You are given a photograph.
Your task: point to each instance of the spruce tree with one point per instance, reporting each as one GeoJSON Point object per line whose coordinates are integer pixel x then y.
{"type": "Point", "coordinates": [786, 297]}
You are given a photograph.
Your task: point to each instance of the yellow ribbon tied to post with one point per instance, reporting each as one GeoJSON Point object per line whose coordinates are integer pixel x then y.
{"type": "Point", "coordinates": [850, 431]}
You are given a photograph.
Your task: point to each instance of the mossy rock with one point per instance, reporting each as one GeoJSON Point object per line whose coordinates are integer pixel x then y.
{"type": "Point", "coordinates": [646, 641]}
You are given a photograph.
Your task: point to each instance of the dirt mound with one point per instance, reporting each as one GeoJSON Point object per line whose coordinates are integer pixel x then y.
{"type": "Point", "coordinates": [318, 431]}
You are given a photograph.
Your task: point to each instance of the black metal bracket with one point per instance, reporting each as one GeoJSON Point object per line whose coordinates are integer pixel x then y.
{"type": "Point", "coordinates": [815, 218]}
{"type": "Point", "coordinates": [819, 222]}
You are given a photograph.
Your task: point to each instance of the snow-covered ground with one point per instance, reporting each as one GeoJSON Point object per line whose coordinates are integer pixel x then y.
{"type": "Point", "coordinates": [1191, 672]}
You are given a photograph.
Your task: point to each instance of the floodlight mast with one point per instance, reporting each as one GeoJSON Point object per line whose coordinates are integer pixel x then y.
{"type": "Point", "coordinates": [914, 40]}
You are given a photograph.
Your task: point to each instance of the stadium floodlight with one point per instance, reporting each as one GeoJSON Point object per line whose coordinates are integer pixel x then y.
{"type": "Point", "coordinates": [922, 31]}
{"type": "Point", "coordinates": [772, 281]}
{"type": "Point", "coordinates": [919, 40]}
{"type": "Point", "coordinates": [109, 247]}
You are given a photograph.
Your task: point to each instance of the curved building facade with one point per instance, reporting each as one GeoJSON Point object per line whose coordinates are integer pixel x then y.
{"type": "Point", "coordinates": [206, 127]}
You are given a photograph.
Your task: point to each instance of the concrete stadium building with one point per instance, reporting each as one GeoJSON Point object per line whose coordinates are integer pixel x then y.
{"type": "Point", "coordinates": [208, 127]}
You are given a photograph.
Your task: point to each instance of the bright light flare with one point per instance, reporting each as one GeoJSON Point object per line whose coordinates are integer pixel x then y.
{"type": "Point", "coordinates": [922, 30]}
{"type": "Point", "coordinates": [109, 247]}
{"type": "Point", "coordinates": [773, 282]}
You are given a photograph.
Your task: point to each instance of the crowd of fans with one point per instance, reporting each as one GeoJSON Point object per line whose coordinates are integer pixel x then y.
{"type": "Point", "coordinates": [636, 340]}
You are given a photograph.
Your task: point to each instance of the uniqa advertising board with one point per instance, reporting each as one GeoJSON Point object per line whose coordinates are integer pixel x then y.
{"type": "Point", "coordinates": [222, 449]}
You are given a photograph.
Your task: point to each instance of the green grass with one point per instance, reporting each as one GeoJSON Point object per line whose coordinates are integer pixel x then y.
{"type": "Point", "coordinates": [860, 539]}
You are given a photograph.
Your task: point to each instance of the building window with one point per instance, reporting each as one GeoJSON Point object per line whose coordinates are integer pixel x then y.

********

PROBLEM TO WORK ON: From the preceding material, extract every line exactly.

OUTPUT OF THE TASK:
You are given a photograph.
Your task: point to each instance of the spruce tree with one point per instance, reporting each as one GeoJSON Point object per line whose coordinates are integer pixel x then y.
{"type": "Point", "coordinates": [786, 297]}
You are given a photograph.
Your task: point to each instance of the yellow ribbon tied to post with one point per instance, reporting each as one GeoJSON Point object per line whose coordinates are integer pixel x then y.
{"type": "Point", "coordinates": [850, 431]}
You are given a photograph.
Your task: point to each instance of the mossy rock with one point per instance, reporting each as one GeoJSON Point object per line whose coordinates are integer pixel x then y.
{"type": "Point", "coordinates": [646, 641]}
You are given a photograph.
Your task: point to each instance of the dirt mound with one point per instance, reporting each as one GeoJSON Point object per line whose coordinates are integer pixel x then y.
{"type": "Point", "coordinates": [318, 431]}
You are given a photograph.
Your task: point to each instance of the black metal bracket with one point per instance, reporting each as one GeoJSON Point object per line whose coordinates are integer pixel x then y.
{"type": "Point", "coordinates": [815, 218]}
{"type": "Point", "coordinates": [819, 222]}
You are given a photograph.
Your task: point to each instance of the snow-covered ground with one point per instance, reporting each as one GeoJSON Point object per line whose coordinates are integer pixel x then y.
{"type": "Point", "coordinates": [1191, 672]}
You are given a photograph.
Your task: point to each instance of the floodlight mast with one point per instance, reporting each as one GeoJSON Point object per line whose coordinates are integer pixel x then y.
{"type": "Point", "coordinates": [914, 40]}
You are given a photograph.
Your task: point to each instance of the stadium floodlight with one point per instance, reporting each as one GeoJSON Point object per line whose coordinates are integer pixel x then y.
{"type": "Point", "coordinates": [922, 31]}
{"type": "Point", "coordinates": [772, 281]}
{"type": "Point", "coordinates": [919, 40]}
{"type": "Point", "coordinates": [109, 247]}
You are given a photograph.
Your task: point to each instance of the curved building facade with one point per instance, reporting each as one GeoJSON Point object per line whose coordinates are integer pixel x then y.
{"type": "Point", "coordinates": [206, 127]}
You are given a photograph.
Your task: point to each instance of the concrete stadium building with one point per instance, reporting each as one GeoJSON Point object per line whose coordinates are integer pixel x then y.
{"type": "Point", "coordinates": [208, 127]}
You are given a photograph.
Your task: point to each instance of the bright light flare with one point per instance, reporting each as one GeoJSON Point object per line whose coordinates are integer pixel x then y.
{"type": "Point", "coordinates": [922, 30]}
{"type": "Point", "coordinates": [109, 247]}
{"type": "Point", "coordinates": [773, 282]}
You are given a photograph.
Your task: point to each instance of the crowd of fans with one point per instance, reporting each as one GeoJSON Point object per line whose coordinates are integer pixel x then y.
{"type": "Point", "coordinates": [636, 340]}
You are given a photograph.
Your task: point to each instance of the uniqa advertising board with one point per instance, reporting each as one GeoJSON Point object per line whose coordinates are integer pixel x then y.
{"type": "Point", "coordinates": [222, 449]}
You are given a photograph.
Your task: point to each instance of the green grass with one point per instance, reporting each as one GeoJSON Point object per line whose coordinates are integer pixel x then y.
{"type": "Point", "coordinates": [860, 539]}
You are given a photograph.
Your task: point to each instance of the building window with one point per instance, reporting each as one GeoJSON Point object per line whose coordinates are integer pixel x then y.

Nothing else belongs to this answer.